RECORD EXTRACTS:
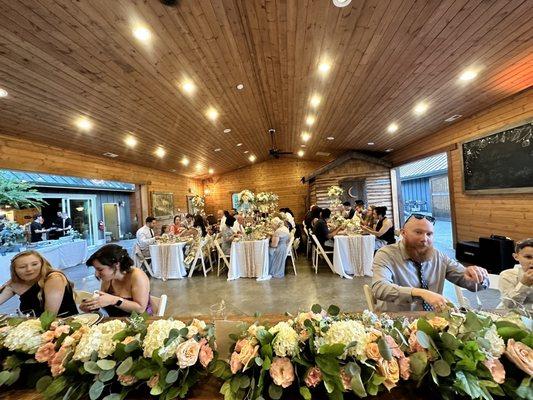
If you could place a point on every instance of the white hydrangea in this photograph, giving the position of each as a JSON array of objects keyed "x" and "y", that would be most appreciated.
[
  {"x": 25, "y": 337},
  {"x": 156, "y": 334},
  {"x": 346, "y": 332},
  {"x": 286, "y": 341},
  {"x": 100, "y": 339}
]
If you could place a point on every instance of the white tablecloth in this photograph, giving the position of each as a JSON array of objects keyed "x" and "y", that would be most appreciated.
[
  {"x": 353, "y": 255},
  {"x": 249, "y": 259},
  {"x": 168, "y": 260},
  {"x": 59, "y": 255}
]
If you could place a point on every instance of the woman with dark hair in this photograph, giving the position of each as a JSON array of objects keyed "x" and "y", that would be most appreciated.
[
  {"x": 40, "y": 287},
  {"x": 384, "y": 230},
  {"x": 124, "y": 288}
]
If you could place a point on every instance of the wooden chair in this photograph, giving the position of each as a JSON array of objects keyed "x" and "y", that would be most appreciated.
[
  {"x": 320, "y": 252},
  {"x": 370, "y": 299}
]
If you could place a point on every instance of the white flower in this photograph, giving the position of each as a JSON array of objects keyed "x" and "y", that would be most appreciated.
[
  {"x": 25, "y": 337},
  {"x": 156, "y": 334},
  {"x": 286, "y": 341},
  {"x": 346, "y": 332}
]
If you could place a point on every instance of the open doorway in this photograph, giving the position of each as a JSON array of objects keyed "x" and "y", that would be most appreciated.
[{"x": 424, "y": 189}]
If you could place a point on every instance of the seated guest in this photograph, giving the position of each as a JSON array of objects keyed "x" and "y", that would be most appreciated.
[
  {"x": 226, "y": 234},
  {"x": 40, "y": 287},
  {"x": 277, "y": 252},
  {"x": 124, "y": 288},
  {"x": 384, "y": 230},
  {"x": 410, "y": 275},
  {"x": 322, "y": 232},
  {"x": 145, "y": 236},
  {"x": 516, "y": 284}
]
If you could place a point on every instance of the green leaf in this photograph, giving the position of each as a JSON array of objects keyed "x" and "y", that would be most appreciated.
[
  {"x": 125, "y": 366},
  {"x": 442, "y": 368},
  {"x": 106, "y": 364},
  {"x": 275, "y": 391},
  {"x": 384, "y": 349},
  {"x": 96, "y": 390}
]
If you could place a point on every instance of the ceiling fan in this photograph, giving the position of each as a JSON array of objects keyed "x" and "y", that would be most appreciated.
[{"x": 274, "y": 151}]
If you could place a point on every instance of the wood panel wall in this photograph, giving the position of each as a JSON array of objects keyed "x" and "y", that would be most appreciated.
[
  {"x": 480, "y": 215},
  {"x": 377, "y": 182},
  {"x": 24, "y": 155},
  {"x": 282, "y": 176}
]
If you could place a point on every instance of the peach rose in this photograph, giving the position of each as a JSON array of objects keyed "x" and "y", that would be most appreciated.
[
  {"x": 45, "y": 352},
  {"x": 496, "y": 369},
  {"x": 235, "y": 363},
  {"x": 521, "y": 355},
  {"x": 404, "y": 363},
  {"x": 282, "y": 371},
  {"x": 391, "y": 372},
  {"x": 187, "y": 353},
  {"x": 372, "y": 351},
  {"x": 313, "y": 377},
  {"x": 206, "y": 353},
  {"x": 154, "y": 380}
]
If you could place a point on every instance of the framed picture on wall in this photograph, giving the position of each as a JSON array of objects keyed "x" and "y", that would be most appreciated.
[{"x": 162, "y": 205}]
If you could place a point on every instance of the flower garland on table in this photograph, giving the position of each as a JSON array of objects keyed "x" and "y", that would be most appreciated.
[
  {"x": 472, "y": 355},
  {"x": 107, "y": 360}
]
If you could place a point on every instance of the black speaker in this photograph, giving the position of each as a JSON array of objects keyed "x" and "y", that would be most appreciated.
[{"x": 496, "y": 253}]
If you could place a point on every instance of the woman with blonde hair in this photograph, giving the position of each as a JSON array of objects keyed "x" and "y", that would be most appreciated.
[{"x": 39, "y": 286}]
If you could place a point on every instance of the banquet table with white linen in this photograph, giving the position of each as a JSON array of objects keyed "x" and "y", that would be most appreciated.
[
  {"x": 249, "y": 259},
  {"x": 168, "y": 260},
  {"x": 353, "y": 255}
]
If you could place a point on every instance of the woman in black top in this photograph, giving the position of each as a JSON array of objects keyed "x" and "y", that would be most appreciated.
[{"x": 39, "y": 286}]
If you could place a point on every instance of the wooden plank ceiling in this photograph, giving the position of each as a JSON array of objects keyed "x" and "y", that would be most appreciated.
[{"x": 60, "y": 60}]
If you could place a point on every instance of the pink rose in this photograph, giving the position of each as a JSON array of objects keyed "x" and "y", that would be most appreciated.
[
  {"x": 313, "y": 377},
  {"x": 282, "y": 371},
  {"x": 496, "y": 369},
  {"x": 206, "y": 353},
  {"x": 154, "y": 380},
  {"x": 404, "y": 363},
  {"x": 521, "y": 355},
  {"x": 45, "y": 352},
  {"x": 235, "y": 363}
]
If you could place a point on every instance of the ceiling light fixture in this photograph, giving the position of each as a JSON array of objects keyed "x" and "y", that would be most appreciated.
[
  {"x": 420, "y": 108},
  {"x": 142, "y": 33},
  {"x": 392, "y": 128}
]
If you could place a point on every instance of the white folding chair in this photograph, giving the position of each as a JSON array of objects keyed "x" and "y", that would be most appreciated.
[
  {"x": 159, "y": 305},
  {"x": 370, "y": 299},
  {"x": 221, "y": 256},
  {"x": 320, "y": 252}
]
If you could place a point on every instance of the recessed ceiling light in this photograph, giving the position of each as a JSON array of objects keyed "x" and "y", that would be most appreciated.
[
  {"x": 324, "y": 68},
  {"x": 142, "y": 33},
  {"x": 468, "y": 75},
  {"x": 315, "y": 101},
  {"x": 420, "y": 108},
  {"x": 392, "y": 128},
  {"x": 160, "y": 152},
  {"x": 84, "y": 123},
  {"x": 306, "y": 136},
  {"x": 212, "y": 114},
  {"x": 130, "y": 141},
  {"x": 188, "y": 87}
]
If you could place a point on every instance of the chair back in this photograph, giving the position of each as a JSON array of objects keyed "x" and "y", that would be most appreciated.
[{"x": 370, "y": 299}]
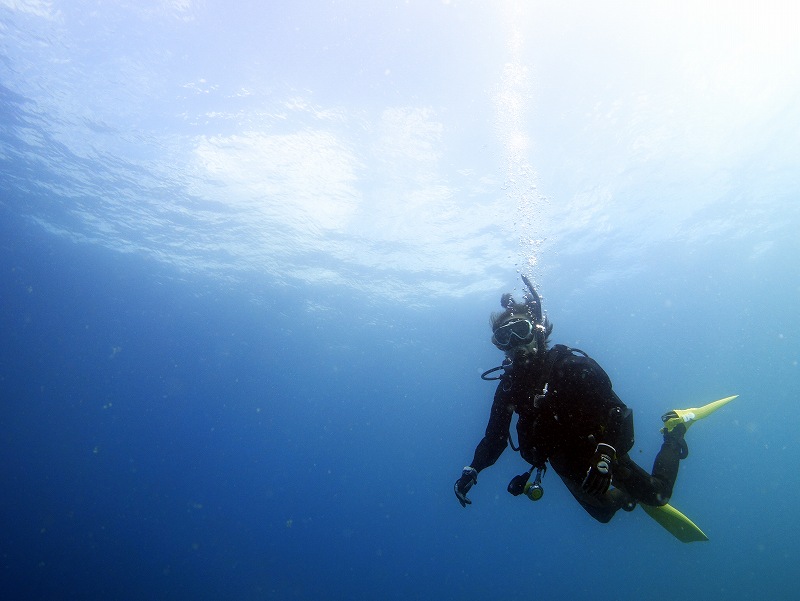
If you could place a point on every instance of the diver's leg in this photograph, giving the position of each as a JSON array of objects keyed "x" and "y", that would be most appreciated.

OBJECTIVE:
All entries must be written out again exactly as given, with no pictures in the copy.

THE SOLUTION:
If you could place a point on every instance of the white hydrangea in this photograph, giving the position of each as a JSON array of objects keyed "x" and "y", that would be most appreciated.
[
  {"x": 25, "y": 337},
  {"x": 156, "y": 334},
  {"x": 346, "y": 332},
  {"x": 286, "y": 341},
  {"x": 100, "y": 339}
]
If you could place a point on every instance of the white tablecloth in this photograph, giving the position of each as a JSON array of objects keyed "x" and "y", that would be most appreciated.
[
  {"x": 353, "y": 255},
  {"x": 249, "y": 259},
  {"x": 168, "y": 260},
  {"x": 59, "y": 255}
]
If you could place a point on every instance of the woman with dark hair in this photograph, giving the position of each as a JSON array of objects keyed "x" and "y", that would be most appreciated.
[
  {"x": 40, "y": 287},
  {"x": 384, "y": 230},
  {"x": 124, "y": 288}
]
If you could place a point on every instance of the wooden chair in this photograph, giving the position of each as a JSON array of objects keyed "x" and "y", that would be most appreciated.
[
  {"x": 320, "y": 252},
  {"x": 370, "y": 299}
]
If you could place a point on every instance of the white flower in this photograph, giving the position of each as a JSON array of objects keyed "x" and "y", that would be most appreciated.
[
  {"x": 25, "y": 337},
  {"x": 156, "y": 334},
  {"x": 286, "y": 341},
  {"x": 346, "y": 332}
]
If you could place a point on every instance of the open doorway in this photograph, giving the position of each as a JSON array of objects keyed "x" and "y", that would be most appreciated.
[{"x": 424, "y": 189}]
If you could place a point on every instance of the seated guest in this photograph, giving the position of each as a JSON array of objects keyed "x" and "y", that would be most appreciated.
[
  {"x": 226, "y": 234},
  {"x": 40, "y": 287},
  {"x": 277, "y": 252},
  {"x": 124, "y": 288},
  {"x": 384, "y": 230},
  {"x": 410, "y": 275},
  {"x": 322, "y": 232},
  {"x": 145, "y": 236},
  {"x": 516, "y": 284}
]
If you could place a point on every instance of the green leaf in this photograph, giving the position of each as a JSON array of objects keyed "x" and "y", that would be most appreciated.
[
  {"x": 125, "y": 366},
  {"x": 442, "y": 368},
  {"x": 106, "y": 364},
  {"x": 275, "y": 391},
  {"x": 384, "y": 349},
  {"x": 96, "y": 390}
]
If you could place a point on every instance of the ceiling fan in this photograph, giving the position of each as a JSON array of objects keyed "x" and "y", that would be most appreciated.
[{"x": 274, "y": 151}]
If you could place a point on every instance of the wood panel wall in this photograph, giving the position of each as a JSON array of objects keyed "x" and "y", that would be most appreciated.
[
  {"x": 480, "y": 215},
  {"x": 377, "y": 182},
  {"x": 24, "y": 155},
  {"x": 282, "y": 176}
]
If you could place a point on every instance of the peach rose in this photograph, giving the position of each as a JSON array of objects keyed "x" and "y", that would be most appreciated.
[
  {"x": 45, "y": 352},
  {"x": 496, "y": 369},
  {"x": 235, "y": 363},
  {"x": 521, "y": 355},
  {"x": 404, "y": 363},
  {"x": 282, "y": 371},
  {"x": 391, "y": 372},
  {"x": 187, "y": 353},
  {"x": 372, "y": 351},
  {"x": 313, "y": 377},
  {"x": 206, "y": 353},
  {"x": 154, "y": 380}
]
If you could place a point on every instance of the framed picture on wall in this photograph, giving the position of each as a JSON array of objects keyed "x" and "y", that would be most appreciated.
[{"x": 162, "y": 205}]
If you could place a point on every instance of the flower garland on table in this photograph, giving the position of each as a JSON array of objects keyed "x" and "y", that would be most appreciated.
[
  {"x": 472, "y": 355},
  {"x": 107, "y": 360}
]
If you could place a point on every instance of the black speaker in this photograph, giving the position of each as a JSON array of objects keyed "x" and "y", that would be most appreciated.
[{"x": 496, "y": 253}]
If you could place a point on every instance of the woman with blonde hair in this photograph, giving the position of each as a JSON array of objects keyed "x" and "y", that would be most appreciated.
[{"x": 39, "y": 286}]
If you could place a point on every instance of the banquet table with white linen in this photograph, giving the position of each as a JSON array of objects keyed "x" and "y", that would be most appreciated.
[
  {"x": 249, "y": 259},
  {"x": 168, "y": 260},
  {"x": 353, "y": 255}
]
If you could place a point on every instance of the woman in black top in this photograph, giving the position of each as a JSON array of objects keyed "x" and "y", that would be most appreciated.
[{"x": 39, "y": 286}]
If you could place a point on every instance of the wooden plank ceiling in this photograph, giving the position of each as a JSON array of objects keyed "x" and "y", that would be most appreciated.
[{"x": 60, "y": 60}]
If you could place a point on every instance of the pink rose in this photograph, giving the position of each as a JSON array of objects keyed "x" and "y", that would be most appreciated.
[
  {"x": 313, "y": 377},
  {"x": 282, "y": 371},
  {"x": 496, "y": 369},
  {"x": 206, "y": 353},
  {"x": 154, "y": 380},
  {"x": 404, "y": 363},
  {"x": 521, "y": 355},
  {"x": 45, "y": 352},
  {"x": 235, "y": 363}
]
If you could place a point on every instance of the ceiling light fixture in this photograph, giving the position of each as a JSON array of objects keyed "x" and "y", that would be most appreciated.
[
  {"x": 420, "y": 108},
  {"x": 142, "y": 33},
  {"x": 392, "y": 128}
]
If you could place a point on every instance of the white folding chair in this photograph, giving the position of each as a JSON array of objects keyed "x" and "y", that would be most appreciated.
[
  {"x": 159, "y": 305},
  {"x": 370, "y": 299},
  {"x": 221, "y": 256},
  {"x": 320, "y": 252}
]
If you could place a point on every instance of the recessed ceiling light in this photograph, giving the position of each as a JSON array of objects keyed "x" and "y", that would be most appreciated.
[
  {"x": 324, "y": 68},
  {"x": 142, "y": 33},
  {"x": 468, "y": 75},
  {"x": 315, "y": 101},
  {"x": 420, "y": 108},
  {"x": 392, "y": 128},
  {"x": 160, "y": 152},
  {"x": 84, "y": 123},
  {"x": 306, "y": 136},
  {"x": 212, "y": 114},
  {"x": 130, "y": 141},
  {"x": 188, "y": 87}
]
If you could place a point on every instance of the chair back in this photograph, giving the position of each as a JSON array of objects keyed "x" and "y", that would be most appreciated.
[{"x": 370, "y": 299}]
If you could place a point on every instance of the diver's leg in this photograph, giving the position of each as a JSON array of objects keyed "x" and "y", that would be most appreciated.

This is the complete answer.